If Babylon 5 is a measure, at least one of the creators has some facility at maintaining character focus in the midst of major plot arc - Londo and G'Kar are good examples, I think, of where this can go.

Oh, and JMS is *also* known for having his end-game planned before he begins.  I would not expect Sense8 to suffer from "we were just making it up as it went along", when one of the creators had the first 5-season plotted arc in genre TV.


----------



## Janx (Aug 27, 2015)

Umbran said:


> If Babylon 5 is a measure, at least one of the creators has some facility at maintaining character focus in the midst of major plot arc - Londo and G'Kar are good examples, I think, of where this can go.
> 
> Oh, and JMS is *also* known for having his end-game planned before he begins.  I would not expect Sense8 to suffer from "we were just making it up as it went along", when one of the creators had the first 5-season plotted arc in genre TV.




I concur.  I've only see a few episodes of Sense8, but if JMS is behind it, I am reasonably confident that he has  a plan to take it somewhere.

§ **REQUIREMENTS**:
(1) In the Sense8 forum thread, which two Babylon 5 characters are named as examples of keeping character focus during a major plot arc?
(2) Extend the Sense8 forum thread past its final post.

§ **RECORDED DATA**:
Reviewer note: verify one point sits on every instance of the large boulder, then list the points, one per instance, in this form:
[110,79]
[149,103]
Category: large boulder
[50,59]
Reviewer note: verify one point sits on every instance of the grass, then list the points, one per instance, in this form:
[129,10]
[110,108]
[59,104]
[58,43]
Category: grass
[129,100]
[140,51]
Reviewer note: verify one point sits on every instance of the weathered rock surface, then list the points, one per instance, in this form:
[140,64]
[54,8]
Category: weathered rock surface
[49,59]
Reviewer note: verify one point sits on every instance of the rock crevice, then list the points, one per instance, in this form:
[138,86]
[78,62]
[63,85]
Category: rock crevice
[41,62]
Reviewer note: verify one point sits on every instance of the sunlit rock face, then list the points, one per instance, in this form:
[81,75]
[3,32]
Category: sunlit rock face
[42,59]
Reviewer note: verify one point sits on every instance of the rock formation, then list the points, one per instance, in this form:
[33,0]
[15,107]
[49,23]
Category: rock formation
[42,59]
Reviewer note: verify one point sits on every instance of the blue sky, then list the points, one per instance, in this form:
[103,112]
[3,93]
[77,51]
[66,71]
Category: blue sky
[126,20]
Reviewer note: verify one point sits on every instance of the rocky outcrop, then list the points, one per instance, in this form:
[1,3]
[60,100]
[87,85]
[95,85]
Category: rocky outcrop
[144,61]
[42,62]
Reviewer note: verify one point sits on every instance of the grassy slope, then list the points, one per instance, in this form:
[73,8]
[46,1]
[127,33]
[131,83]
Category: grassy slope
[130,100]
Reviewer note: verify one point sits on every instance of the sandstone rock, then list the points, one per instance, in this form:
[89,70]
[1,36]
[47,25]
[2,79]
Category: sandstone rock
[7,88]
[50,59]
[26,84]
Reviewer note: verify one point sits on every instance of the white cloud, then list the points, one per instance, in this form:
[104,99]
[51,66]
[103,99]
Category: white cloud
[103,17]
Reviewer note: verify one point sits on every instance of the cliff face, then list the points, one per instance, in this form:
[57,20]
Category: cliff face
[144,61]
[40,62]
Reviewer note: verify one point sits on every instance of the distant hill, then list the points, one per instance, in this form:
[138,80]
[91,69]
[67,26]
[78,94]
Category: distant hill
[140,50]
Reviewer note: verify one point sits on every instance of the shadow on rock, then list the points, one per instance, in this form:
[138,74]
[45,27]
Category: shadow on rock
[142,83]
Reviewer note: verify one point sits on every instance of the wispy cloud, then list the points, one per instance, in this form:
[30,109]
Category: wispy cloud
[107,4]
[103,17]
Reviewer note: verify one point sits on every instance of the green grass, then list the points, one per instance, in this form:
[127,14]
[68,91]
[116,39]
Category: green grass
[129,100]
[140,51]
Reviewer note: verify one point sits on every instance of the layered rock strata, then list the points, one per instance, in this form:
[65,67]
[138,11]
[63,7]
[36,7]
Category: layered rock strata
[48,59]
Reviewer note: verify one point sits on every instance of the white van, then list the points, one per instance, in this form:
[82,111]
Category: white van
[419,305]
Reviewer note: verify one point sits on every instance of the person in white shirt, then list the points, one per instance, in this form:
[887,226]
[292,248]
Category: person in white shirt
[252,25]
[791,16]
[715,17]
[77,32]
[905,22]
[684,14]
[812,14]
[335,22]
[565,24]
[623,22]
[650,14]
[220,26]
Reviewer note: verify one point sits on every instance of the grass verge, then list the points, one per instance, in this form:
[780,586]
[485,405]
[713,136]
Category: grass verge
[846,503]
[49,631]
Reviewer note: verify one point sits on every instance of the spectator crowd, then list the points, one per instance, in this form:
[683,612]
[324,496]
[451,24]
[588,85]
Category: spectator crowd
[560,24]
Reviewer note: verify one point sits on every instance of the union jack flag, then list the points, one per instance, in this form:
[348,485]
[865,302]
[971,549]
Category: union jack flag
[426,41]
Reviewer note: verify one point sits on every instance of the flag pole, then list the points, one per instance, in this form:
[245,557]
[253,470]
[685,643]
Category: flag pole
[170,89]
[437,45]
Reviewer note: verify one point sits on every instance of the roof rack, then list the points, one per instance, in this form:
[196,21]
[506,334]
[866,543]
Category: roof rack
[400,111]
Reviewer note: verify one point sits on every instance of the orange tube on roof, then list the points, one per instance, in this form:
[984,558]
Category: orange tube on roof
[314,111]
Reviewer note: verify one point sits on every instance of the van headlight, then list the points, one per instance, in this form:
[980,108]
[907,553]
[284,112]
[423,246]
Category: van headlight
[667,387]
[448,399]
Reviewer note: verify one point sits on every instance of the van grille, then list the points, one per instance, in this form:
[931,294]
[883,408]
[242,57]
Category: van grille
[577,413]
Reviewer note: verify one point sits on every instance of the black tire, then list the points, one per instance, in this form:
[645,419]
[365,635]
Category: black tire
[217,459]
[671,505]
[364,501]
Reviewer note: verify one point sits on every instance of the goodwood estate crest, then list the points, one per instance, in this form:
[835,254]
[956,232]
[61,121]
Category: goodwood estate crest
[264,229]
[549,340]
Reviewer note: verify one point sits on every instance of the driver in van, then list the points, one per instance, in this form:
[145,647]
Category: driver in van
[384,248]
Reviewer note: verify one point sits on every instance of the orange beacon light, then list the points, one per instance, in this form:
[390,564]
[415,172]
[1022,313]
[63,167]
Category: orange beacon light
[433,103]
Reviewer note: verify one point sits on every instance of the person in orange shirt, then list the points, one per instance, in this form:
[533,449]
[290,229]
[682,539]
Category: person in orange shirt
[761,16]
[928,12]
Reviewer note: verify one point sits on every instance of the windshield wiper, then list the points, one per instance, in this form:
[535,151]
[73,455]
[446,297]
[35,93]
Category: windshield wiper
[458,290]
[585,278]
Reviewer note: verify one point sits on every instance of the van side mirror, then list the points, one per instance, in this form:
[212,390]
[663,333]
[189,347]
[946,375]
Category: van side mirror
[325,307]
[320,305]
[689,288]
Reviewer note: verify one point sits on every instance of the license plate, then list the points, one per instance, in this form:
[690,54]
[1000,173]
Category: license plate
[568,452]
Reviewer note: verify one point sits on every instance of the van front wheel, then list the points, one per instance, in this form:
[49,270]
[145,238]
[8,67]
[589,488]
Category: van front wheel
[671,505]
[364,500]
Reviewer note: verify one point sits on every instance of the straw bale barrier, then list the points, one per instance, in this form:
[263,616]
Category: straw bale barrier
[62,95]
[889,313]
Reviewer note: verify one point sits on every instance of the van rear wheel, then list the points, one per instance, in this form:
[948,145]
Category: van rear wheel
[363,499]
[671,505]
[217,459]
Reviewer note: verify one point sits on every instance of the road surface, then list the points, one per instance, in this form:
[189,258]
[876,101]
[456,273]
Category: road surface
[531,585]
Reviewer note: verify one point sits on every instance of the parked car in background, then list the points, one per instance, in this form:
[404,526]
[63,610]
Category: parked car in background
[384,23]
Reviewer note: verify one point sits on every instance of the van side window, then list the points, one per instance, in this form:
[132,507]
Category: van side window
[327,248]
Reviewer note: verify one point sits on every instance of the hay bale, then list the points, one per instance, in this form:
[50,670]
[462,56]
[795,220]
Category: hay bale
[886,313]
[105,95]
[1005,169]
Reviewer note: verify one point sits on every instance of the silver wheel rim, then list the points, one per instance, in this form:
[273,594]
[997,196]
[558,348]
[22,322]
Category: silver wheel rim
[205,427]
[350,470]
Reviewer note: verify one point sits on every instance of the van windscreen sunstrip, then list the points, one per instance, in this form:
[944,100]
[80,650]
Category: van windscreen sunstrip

§ **ANSWER LIST**:
(1) Londo and G'Kar.

(2)
It won't be a case of killing off a character because their story arc is through (typical of Lost and Walking Dead).

I would imagine, as a professional, he recognizes what was great about Lost and BSG and why the meandering willy nilly over a mystery that was made up as they went along was bad.  Heck, in his mind, he likely thinks "that's why I made B5 have a 5 year planned arc to avoid that problem"


I suspect this was the problem with Twin Peaks as well.  Another great character show, that in the end, made it up as they went along with regards to the mystery


----------



## Mallus (Aug 27, 2015)

Umbran said:


> If Babylon 5 is a measure, at least one of the creators has some facility at maintaining character focus in the midst of major plot arc - Londo and G'Kar are good examples, I think, of where this can go.



Good point. Londo and G'Kar are some of SF's best characters and they both changed enormously during the run of the show in a believable way. 



> Oh, and JMS is *also* known for having his end-game planned before he begins.  I would not expect Sense8 to suffer from "we were just making it up as it went along", when one of the creators had the first 5-season plotted arc in genre TV.



JMS has said in interviews he's got a 5-year plan mapped out for Sense8. Here's hoping they get the chance to see it through.


----------



## Janx (Aug 27, 2015)

Mallus said:


> Good point. Londo and G'Kar are some of SF's best characters and they both changed enormously during the run of the show in a believable way.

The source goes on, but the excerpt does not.